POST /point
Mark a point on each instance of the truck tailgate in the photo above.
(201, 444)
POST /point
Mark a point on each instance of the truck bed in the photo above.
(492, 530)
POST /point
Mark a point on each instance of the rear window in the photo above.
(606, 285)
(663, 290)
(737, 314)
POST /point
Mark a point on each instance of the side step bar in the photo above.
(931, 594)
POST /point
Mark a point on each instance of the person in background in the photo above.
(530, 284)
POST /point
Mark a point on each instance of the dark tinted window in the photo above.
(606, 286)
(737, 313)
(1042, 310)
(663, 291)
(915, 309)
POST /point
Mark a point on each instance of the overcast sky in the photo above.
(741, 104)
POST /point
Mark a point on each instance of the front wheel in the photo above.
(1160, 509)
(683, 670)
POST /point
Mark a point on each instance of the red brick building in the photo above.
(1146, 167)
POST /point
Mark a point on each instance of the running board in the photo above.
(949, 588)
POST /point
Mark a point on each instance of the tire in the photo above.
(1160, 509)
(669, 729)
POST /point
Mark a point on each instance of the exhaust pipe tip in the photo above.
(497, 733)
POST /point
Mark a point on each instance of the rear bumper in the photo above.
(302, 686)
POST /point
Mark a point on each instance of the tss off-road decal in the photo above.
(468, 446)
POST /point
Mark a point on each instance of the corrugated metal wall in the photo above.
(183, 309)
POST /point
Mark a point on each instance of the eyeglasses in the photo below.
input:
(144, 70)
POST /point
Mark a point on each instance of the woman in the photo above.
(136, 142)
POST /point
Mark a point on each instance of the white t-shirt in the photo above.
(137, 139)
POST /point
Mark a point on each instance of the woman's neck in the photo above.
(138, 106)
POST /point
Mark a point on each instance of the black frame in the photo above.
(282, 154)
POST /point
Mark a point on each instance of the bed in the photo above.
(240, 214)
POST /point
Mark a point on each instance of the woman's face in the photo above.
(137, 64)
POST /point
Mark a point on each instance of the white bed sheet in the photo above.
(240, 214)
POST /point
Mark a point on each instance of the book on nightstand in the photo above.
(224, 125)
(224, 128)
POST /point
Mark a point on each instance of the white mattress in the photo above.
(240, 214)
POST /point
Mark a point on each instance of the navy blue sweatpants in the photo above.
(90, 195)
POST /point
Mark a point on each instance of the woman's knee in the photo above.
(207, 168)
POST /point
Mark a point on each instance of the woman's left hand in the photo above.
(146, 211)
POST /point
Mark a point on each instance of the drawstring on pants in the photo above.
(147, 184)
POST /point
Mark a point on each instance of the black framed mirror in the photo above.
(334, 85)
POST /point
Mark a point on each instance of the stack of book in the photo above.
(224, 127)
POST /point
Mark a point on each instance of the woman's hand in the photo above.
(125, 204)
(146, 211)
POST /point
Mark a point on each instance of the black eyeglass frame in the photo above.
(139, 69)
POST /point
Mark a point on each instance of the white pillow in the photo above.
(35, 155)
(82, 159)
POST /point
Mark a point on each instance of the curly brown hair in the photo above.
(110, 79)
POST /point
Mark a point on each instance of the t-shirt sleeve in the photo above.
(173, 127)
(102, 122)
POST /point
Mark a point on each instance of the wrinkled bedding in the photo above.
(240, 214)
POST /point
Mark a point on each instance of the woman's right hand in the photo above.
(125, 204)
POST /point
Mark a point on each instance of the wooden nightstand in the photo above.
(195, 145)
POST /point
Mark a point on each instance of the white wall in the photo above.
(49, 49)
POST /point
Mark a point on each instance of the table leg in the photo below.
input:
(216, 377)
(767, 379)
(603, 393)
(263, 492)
----------
▶ [Set task]: Copy out all of the lines above exactly.

▶ [Exercise response]:
POST /point
Mark a point on each instance of the truck tailgate in the photo above.
(201, 444)
POST /point
Mark a point on each instance of the truck bed in the photo above.
(492, 530)
POST /point
Mark a point on each instance of the rear window in the photo above.
(606, 285)
(663, 290)
(737, 314)
POST /point
Mark a point on each instance of the side step bar in the photo above.
(931, 594)
POST /point
Mark a point on each instance of the person in background in the photo above.
(530, 284)
POST /point
Mark a point on each instance of the dark tinted window in the photo above.
(606, 286)
(737, 313)
(1042, 310)
(663, 291)
(915, 309)
POST /point
Mark a point on each instance of the overcast sky in the photo above.
(741, 104)
POST /point
Mark a point on each instance of the front wheel in the photo above.
(1160, 509)
(683, 670)
POST /point
Mark a point on each instance of the red brick building in the photo above.
(1146, 167)
POST /point
Mark a point on each instance of the running board in the photo above.
(949, 588)
POST /point
Mark a point on each instance of the tire in the photo above.
(1160, 509)
(669, 729)
POST /point
Mark a point on each instance of the exhaust pipe tip in the photo above.
(497, 733)
POST /point
Mark a point on each instance of the rear bumper in the photo above.
(302, 686)
POST /point
Mark a point on each instance of the tss off-road decal in the photo above.
(468, 446)
POST /point
Mark a point on each instance of the corrugated metal wall in the photo above.
(183, 309)
POST /point
Mark a point on each instance of the eyeglasses in the photo below.
input:
(144, 70)
POST /point
Mark a point on each instance of the woman in the photo above.
(136, 142)
POST /point
Mark a point on each instance of the white t-shirt in the photo above.
(137, 139)
POST /point
Mark a point on each instance of the woman's neck in the photo above.
(138, 106)
POST /point
Mark a point on each instance of the black frame in the photo above.
(282, 154)
POST /point
Mark a point on each instance of the bed in the photo above.
(240, 214)
POST /point
Mark a point on each instance of the woman's face in the photo above.
(137, 64)
POST /point
Mark a point on each instance of the white bed sheet in the photo above.
(240, 214)
POST /point
Mark a point on each instance of the book on nightstand in the photo above.
(224, 125)
(224, 128)
POST /point
Mark a point on each instance of the white mattress in the photo above.
(240, 214)
POST /point
Mark a point on each instance of the navy blue sweatpants in the photo above.
(90, 195)
POST /point
Mark a point on each instance of the woman's knee in the photo above.
(207, 168)
POST /point
Mark a point on each instance of the woman's left hand in the photo above.
(146, 211)
POST /point
Mark a point on each instance of the drawstring on pants in the photo above.
(147, 184)
POST /point
Mark a point on each instance of the black framed mirror in the photo above.
(334, 85)
POST /point
Mark a point on each instance of the stack of book in the photo above.
(224, 127)
POST /point
Mark a point on each instance of the woman's hand in the photo above.
(125, 204)
(146, 211)
POST /point
Mark a point on each instance of the black eyeglass frame in the photo above.
(139, 69)
POST /point
Mark a point on each instance of the white pillow in the photo above.
(35, 155)
(82, 159)
POST /point
Mark a point on each instance of the curly brown hair in the photo above.
(110, 79)
POST /point
Mark a point on each instance of the t-shirt sleeve in the photo above.
(173, 127)
(102, 122)
POST /point
Mark a point on each instance of the wrinkled bedding in the photo above.
(240, 214)
POST /point
Mark a point on each instance of the woman's right hand in the photo above.
(125, 204)
POST /point
Mark a point on each instance of the wooden nightstand in the photo above.
(195, 145)
POST /point
Mark a point on each instance of the white wall in the photo above.
(49, 49)
POST /point
Mark a point on each instance of the table leg in the photo below.
input:
(216, 377)
(767, 379)
(603, 393)
(263, 492)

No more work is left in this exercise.